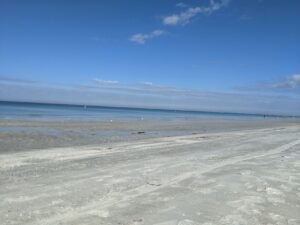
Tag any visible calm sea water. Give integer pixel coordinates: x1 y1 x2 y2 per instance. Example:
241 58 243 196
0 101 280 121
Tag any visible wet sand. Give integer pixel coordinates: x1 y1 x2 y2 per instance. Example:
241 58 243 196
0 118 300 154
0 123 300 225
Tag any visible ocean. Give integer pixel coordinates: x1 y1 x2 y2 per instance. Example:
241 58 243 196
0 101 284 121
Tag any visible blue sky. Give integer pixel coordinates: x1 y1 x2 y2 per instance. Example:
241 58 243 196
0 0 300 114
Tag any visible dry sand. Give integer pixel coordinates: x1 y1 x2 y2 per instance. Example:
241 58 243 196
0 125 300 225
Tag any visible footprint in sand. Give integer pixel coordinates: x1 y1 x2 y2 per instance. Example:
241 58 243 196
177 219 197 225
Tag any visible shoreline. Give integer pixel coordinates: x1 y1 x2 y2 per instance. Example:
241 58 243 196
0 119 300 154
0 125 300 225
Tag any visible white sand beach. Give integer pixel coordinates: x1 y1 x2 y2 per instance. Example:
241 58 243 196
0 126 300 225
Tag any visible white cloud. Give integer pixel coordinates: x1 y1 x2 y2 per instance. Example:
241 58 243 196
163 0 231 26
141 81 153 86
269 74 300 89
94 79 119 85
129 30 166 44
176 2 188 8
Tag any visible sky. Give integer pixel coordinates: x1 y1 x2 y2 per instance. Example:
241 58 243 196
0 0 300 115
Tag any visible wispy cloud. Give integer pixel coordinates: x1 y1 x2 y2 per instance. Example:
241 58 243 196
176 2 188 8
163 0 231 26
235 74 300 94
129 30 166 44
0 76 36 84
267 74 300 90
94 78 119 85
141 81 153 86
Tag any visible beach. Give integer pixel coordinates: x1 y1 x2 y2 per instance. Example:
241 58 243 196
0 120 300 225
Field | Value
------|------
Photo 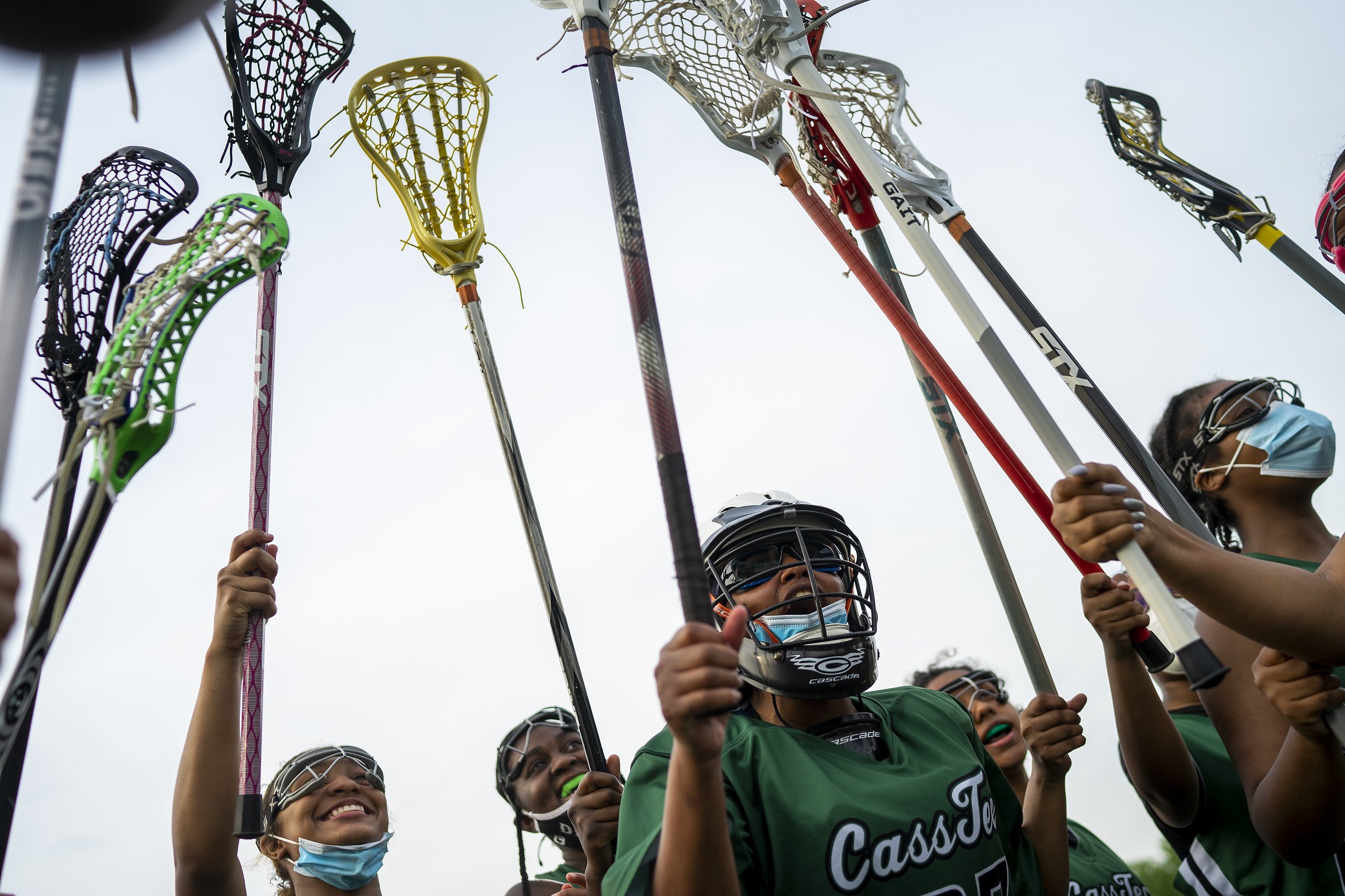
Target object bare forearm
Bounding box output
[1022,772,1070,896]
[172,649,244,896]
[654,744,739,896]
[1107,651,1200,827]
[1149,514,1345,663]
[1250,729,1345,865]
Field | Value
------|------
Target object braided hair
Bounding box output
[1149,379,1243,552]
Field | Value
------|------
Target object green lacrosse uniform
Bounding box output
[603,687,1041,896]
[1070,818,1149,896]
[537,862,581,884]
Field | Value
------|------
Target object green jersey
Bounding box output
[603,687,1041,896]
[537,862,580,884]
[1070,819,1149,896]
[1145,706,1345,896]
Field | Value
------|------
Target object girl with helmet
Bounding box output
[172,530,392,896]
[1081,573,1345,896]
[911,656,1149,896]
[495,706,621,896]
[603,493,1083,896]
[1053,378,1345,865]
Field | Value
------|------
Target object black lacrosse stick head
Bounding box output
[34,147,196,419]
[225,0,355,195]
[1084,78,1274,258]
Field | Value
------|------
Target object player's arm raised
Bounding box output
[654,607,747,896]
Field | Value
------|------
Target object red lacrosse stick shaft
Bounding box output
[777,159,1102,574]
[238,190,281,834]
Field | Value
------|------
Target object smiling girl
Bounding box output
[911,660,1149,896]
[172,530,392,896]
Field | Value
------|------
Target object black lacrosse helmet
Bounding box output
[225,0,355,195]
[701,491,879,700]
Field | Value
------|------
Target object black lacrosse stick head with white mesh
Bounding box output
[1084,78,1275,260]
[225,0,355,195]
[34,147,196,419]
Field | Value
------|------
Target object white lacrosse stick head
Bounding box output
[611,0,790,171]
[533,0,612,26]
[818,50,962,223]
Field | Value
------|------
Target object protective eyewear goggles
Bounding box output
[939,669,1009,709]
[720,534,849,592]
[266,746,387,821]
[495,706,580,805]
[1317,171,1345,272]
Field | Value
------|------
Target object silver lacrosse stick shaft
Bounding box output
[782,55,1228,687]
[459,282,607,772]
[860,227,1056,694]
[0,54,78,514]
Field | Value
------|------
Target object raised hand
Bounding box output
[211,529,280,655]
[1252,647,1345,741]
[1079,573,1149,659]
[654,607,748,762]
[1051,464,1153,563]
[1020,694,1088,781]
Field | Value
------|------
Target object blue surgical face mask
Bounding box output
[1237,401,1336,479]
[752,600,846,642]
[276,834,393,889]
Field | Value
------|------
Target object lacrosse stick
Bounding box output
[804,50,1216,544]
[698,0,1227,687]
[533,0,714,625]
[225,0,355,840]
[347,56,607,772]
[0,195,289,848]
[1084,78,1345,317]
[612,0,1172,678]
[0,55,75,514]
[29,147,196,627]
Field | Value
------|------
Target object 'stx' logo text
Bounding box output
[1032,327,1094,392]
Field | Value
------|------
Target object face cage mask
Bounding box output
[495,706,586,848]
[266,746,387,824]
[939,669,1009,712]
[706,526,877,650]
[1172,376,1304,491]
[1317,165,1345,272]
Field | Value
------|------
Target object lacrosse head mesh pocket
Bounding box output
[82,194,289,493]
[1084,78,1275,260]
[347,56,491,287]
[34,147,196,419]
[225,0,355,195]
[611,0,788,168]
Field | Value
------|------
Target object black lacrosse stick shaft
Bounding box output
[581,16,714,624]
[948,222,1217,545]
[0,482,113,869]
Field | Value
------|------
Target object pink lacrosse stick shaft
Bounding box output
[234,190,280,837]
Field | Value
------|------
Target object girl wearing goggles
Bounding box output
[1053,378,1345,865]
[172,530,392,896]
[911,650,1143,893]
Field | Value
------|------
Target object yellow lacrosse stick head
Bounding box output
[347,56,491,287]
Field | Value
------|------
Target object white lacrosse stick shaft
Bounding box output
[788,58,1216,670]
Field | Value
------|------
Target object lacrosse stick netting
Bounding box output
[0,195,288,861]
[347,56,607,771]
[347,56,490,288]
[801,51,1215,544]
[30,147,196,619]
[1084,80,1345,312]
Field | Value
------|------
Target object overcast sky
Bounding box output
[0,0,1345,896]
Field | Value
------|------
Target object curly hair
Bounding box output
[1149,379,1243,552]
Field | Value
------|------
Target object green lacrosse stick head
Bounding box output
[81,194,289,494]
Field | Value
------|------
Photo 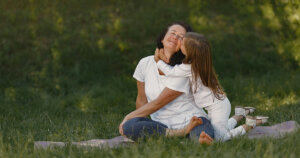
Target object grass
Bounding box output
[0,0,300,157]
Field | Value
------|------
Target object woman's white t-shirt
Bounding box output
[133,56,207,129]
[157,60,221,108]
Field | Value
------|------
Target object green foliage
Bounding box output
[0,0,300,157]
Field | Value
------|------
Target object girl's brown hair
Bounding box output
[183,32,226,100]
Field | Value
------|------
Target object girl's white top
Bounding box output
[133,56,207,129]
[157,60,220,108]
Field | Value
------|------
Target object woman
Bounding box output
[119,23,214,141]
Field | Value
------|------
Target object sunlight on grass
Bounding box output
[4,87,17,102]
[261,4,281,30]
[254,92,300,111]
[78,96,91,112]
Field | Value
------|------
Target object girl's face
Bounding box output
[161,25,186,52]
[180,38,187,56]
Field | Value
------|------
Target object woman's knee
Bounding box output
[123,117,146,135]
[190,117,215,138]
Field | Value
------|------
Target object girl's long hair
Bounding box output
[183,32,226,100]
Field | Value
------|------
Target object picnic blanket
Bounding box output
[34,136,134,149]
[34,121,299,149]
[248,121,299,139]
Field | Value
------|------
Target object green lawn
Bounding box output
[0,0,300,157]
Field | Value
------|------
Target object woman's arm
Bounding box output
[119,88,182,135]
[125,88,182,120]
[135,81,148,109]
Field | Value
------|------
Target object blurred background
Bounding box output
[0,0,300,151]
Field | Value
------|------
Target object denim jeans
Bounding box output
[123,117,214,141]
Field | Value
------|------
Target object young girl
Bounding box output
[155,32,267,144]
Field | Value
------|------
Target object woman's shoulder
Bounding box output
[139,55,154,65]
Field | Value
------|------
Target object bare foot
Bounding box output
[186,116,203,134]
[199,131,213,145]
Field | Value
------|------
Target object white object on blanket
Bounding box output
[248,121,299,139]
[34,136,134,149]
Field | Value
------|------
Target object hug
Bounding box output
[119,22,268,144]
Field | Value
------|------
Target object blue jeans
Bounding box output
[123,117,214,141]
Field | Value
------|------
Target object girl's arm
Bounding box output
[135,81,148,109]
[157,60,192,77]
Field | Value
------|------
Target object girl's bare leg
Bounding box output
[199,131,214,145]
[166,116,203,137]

⁂

→ INSTRUCTIONS FOR THE TASK
Pull out every line of the listing above that contains the string "Example", matching its case exactly.

→ COMPLETED EXERCISE
Tag any visible calm sea water. Give integer pixel coordinates: x1 y1 x2 y2 per instance. Example:
Tag any visible wet sand. Give integer pixel coordinates: x1 y1 x2 y2 per instance. Example:
Tag any visible ocean. Give integer pixel coordinates: x1 y1 x2 y2 per instance. Example:
Tag any visible blue sky. Give integer pixel coordinates: x1 y1 x2 y2 per instance. Example:
Tag any visible dry sand. Give integer pixel coordinates: x1 y1 x2 y2 per instance. Example:
Tag any visible footprint in sand. Give integer pixel coordinates: x1 y1 x2 y2 per instance. Example:
Tag any visible shoreline. Give integer pixel coordinates: x1 y1 x2 y2 per instance. Example:
Tag any visible white sand beach. Give integer pixel coordinates: x1 y1 x2 y2 per instance. Example:
Tag any visible white cloud. Give integer pixel coordinates: x1 y1 x2 y2 per instance. Example:
Tag any visible sky. Give integer pixel coordinates: x1 y1 x2 y2 per instance. Example:
Tag any visible wispy cloud. Give integer pixel coordinates: x1 y1 x2 y2 per instance. Example:
Tag any visible beach. Give integer pixel coordinates: x1 y1 x2 y2 per instance. Example:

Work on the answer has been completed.